**Written problem 1:**
Write out the stretch of the Joseph Wright timeline from "1841 Living at" through "Abbott's Cemetery, Hanwell.".
**Written problem 2:**
Translate this sentence from the Joseph Wright timeline into French: "The remains of the late Mr. Joseph Wright, formerly of the Saltley Works, whose sudden demise we announced a few days ago, took place yesterday, at St. Mary Abbott's Cemetery, Hanwell."
**Written problem 3:**
Name every child whose birth the Joseph Wright timeline records.
═════ Passage given ═════
1793 November 18th. Born at Reading the son of William Wright and his wife Susan

Married Elizabeth Mary

1819 October 18th. Birth of son Henry Wright (1819-1893) at Coppice Row, Clerkenwell,

1821 October 8th. Birth of son Benjamin Wright (1821-1871) at Clarkenwell

1823 Birth of son George Wright (1823-1880) at Clarkenwell

1826 October 12th. Birth of son Joseph Wright (1826-1905) at Clerkenwell

1829 Birth of daughter Elizabeth Mary (1829-1917) at Clerkenwell

1841 Living at 1 Calthorpe Street, St Pancras, Middlesex. Coach Builder.[1]

1851 Living at 1 Calthorpe Street, St Pancras, Middlesex. Master Coach Builder.[2]

1859 November 8th. Died. Of Fair Lawn Villa, Turnham Green. Buried at Hanwell Cemetery, Kensington

1859 Funeral [3]

FUNERAL OF JOSEPH WRIGHT, ESQ. The remains of the late Mr. Joseph Wright, formerly of the Saltley Works, whose sudden demise we announced a few days ago, took place yesterday, at St. Mary Abbott's Cemetery, Hanwell.
═════ Supplied data ═════
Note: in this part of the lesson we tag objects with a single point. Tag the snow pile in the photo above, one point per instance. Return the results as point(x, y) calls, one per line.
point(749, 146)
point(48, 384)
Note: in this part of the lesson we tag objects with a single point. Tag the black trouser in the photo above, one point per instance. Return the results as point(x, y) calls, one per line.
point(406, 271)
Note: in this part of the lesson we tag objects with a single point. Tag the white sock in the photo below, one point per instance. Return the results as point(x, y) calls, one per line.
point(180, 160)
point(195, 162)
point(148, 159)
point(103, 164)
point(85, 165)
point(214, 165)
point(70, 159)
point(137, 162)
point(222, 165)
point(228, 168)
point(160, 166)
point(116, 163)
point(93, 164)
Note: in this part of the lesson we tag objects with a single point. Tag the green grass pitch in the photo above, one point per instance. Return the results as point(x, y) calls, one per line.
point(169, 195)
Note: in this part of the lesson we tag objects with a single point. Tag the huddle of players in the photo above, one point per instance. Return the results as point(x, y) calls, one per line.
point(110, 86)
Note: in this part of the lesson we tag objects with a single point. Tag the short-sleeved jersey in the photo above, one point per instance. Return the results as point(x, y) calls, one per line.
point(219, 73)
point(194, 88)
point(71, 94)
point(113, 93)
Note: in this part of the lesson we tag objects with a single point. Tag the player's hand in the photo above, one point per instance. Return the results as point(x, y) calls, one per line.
═════
**Solution 1:**
1841 Living at 1 Calthorpe Street, St Pancras, Middlesex. Coach Builder.[1]

1851 Living at 1 Calthorpe Street, St Pancras, Middlesex. Master Coach Builder.[2]

1859 November 8th. Died. Of Fair Lawn Villa, Turnham Green. Buried at Hanwell Cemetery, Kensington

1859 Funeral [3]

FUNERAL OF JOSEPH WRIGHT, ESQ. The remains of the late Mr. Joseph Wright, formerly of the Saltley Works, whose sudden demise we announced a few days ago, took place yesterday, at St. Mary Abbott's Cemetery, Hanwell.

**Solution 2:**
Les restes de feu M. Joseph Wright, autrefois des Saltley Works, dont nous avons annoncé le décès soudain il y a quelques jours, ont eu lieu hier, au cimetière St. Mary Abbott's, à Hanwell.

**Solution 3:**
Henry Wright, Benjamin Wright, George Wright, Joseph Wright, Elizabeth Mary